◆ **What is being asked**: Please repeat the data below exactly, with the pictures removed.

====== Recorded data

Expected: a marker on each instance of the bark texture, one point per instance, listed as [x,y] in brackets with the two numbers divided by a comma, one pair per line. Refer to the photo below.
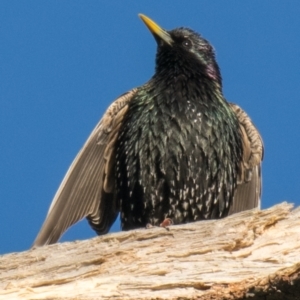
[251,255]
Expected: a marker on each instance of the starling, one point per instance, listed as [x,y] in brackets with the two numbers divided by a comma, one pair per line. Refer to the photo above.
[170,151]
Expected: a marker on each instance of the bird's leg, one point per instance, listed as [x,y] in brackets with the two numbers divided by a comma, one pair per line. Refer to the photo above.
[164,224]
[149,225]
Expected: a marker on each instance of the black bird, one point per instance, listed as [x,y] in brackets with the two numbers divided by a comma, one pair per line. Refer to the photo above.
[173,149]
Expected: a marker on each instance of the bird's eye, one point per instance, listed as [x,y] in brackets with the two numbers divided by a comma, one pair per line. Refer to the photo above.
[187,44]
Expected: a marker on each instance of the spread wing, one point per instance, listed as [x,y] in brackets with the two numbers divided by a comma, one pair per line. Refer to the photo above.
[87,188]
[248,191]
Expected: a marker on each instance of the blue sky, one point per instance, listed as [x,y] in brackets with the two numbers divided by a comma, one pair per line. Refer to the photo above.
[63,62]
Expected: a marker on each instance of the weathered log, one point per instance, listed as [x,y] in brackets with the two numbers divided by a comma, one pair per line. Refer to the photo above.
[253,254]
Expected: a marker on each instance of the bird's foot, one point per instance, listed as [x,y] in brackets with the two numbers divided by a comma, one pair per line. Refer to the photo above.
[166,222]
[149,225]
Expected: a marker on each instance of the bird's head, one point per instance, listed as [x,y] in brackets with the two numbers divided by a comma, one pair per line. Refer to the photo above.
[184,50]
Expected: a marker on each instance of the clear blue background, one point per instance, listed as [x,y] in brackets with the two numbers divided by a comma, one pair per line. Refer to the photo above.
[63,62]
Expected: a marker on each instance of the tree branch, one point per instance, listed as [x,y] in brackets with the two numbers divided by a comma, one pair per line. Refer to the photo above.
[253,253]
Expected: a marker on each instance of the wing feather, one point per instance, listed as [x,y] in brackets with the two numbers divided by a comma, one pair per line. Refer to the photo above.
[81,193]
[248,191]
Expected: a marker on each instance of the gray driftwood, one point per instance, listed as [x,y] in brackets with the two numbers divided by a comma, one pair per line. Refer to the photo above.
[253,254]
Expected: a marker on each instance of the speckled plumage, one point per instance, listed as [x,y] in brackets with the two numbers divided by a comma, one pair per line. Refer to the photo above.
[173,148]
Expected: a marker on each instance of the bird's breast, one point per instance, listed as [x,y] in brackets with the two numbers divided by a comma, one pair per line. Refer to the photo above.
[172,159]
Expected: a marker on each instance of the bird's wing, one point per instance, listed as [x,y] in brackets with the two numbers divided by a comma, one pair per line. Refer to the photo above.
[87,188]
[248,191]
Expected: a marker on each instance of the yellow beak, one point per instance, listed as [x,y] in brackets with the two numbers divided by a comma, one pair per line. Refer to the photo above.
[158,33]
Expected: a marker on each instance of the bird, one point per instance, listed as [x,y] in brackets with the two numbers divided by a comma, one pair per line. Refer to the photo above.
[171,151]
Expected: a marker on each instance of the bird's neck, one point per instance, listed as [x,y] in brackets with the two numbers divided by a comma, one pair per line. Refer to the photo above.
[191,85]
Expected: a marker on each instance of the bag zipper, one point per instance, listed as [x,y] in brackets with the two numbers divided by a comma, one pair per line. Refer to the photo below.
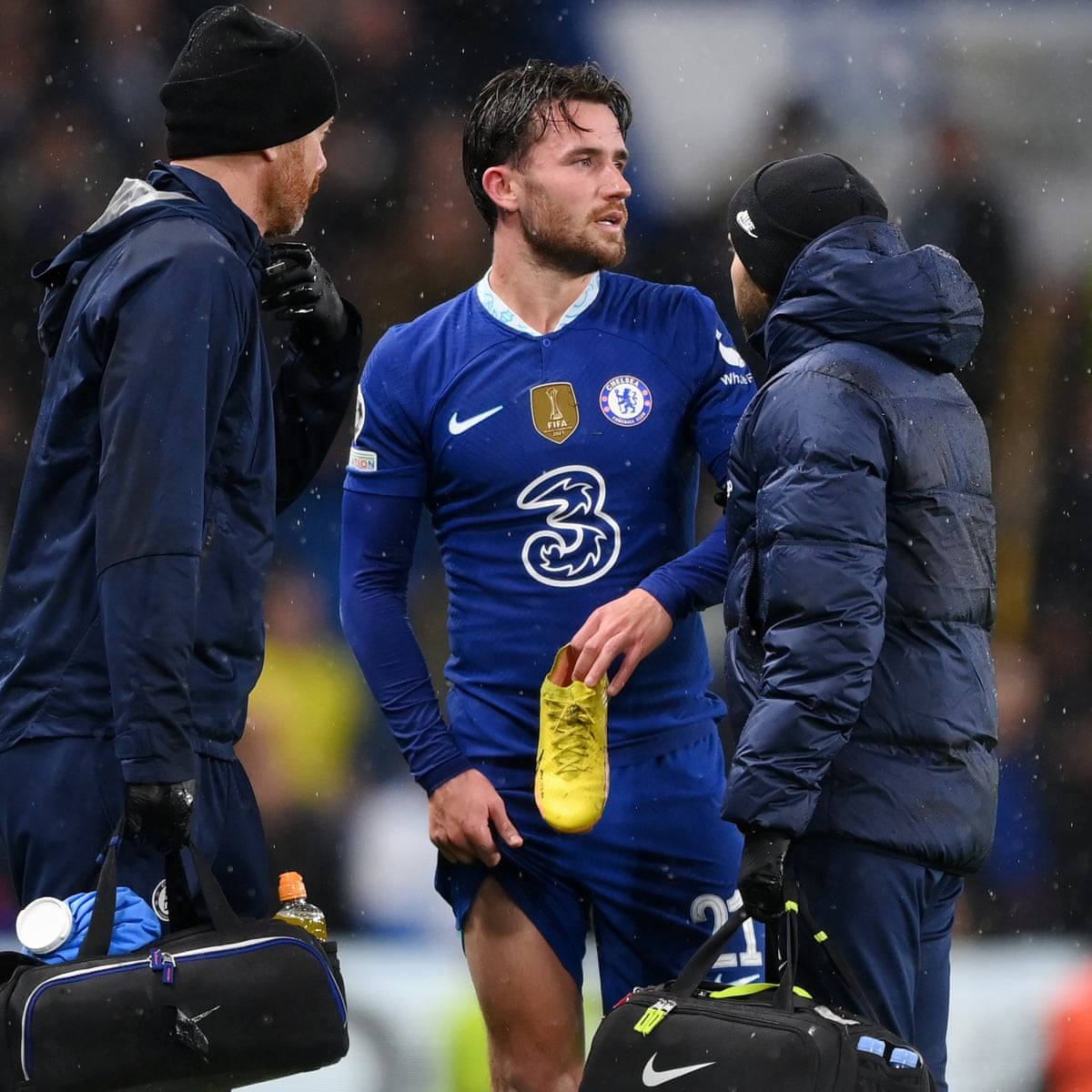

============

◆ **Solution**:
Expected: a marker on each instance of the bark texture, one point per instance, listed as [x,y] in brackets with the two numbers divided by a comma, one pair per line. Refer to the photo below.
[251,255]
Expected: a marker on each instance of the starling, one point per instance, listed as [x,y] in brackets with the two numbers divided by a comma, one pair per line. Refer to the photo above.
[170,151]
Expected: a marker on each instance of the bird's leg, one point per instance, listed as [x,y] in brackets with the two numbers divided by a comma, one pair per line. Refer to the photo above.
[164,224]
[149,225]
Expected: a marker on each instance of the black bird, one point per instance, listed as [x,y] in brackets with the two numbers divided by a comma, one pair per line. Refer to the photo above.
[173,149]
Expected: a marker on each instance of the bird's eye, one point per instance, listed as [x,y] in brackets with the two numbers divided by a comma, one pair per line. Refer to the photo above.
[187,44]
Expected: a marker on each instance of the spread wing, one point per instance, listed as [x,y] in brackets with the two numbers divided by a comma, one pair per line. Refer to the photo above.
[87,188]
[248,191]
Expected: a marker on each instance of the blue sky, one point per instance, listed as [x,y] in brackets with the two numbers divided by a comma, one pair per line. Refer to the photo above.
[63,62]
Expected: a marker on each instance of the weathered log, one point per instance, listed as [x,y] in brackets with the two numbers divided by a comma, one pair per line. Refer to the photo above.
[253,254]
Expected: a marker on each instance of the bird's foot, one point per instance, listed as [x,y] in brackets with the two numbers divided by a comma, one pair per line. Refer to the photo above.
[166,222]
[149,225]
Expected: a marker on each instance of the bird's head, one point per instance, listed as [x,y] in brackets with the two numbers divided by a comma, one pair per line. Refer to the photo above.
[184,50]
Expected: a marker on each instance of the clear blue background, one point per instance, listed as [x,y] in brackets with the two numbers divided by a comma, one pair per line. Refer to the photo above.
[63,62]
Expected: a marker on each instance of the tree branch, one point per instance, listed as [x,y] in brackets with the two numbers divided by a comma, one pair per line. Refer to the photo above.
[253,253]
Expected: a marker on each instance of the wing feather, one point per instance, listed as [x,y] in brackets with the two numbers divided by a comma, one pair per line. Refer to the photo above.
[81,193]
[248,191]
Expected: a marker on each instance of the gray driftwood, one point per instance, listed as [x,y] in brackets with the two numbers divided by a comma, one pair per line. Refer to the photo above.
[253,254]
Expected: a marker on each instance of the speckled plumage, one point per instance, listed as [x,y] in brackets with the two numbers divided by a comma, one pair per line. Refer to the photo above.
[173,148]
Expected: a marker on each instance of the bird's breast, one point per instance, listed as [x,y] in brackets with the two numbers divided by a comma, one pair per line. Refer to the photo above.
[172,159]
Expected: a marker on each instance of the bird's wing, one point per instance, listed as [x,y] in brackets with the two numbers divided by a comma, one pair per line. Refer to the photo above.
[87,188]
[248,191]
Expected: a marker on each instance of the yellow beak, one point per instance, listed as [x,y] in brackets with the two numbers divided by a comma, one pair per line. Refer to the photo above.
[158,33]
Expected: a marker on each instance of the bird, one point per instance, listed as [x,y] in brackets with the two numbers divided by a comma, one pair per line. Refer to the photo above.
[171,151]
Expected: a marker on each instance of the bird's neck, one point per instance, listed as [x,y] in brackets with the two numbers divided by a comma, one pair per line. Refer to the photo above.
[191,85]
Expected: a marker on each instance of the bag zipper, one point per instance, listed as [x,y] in brackets with the two numbers divided by a comma, one pair per line. Refer to the photo below.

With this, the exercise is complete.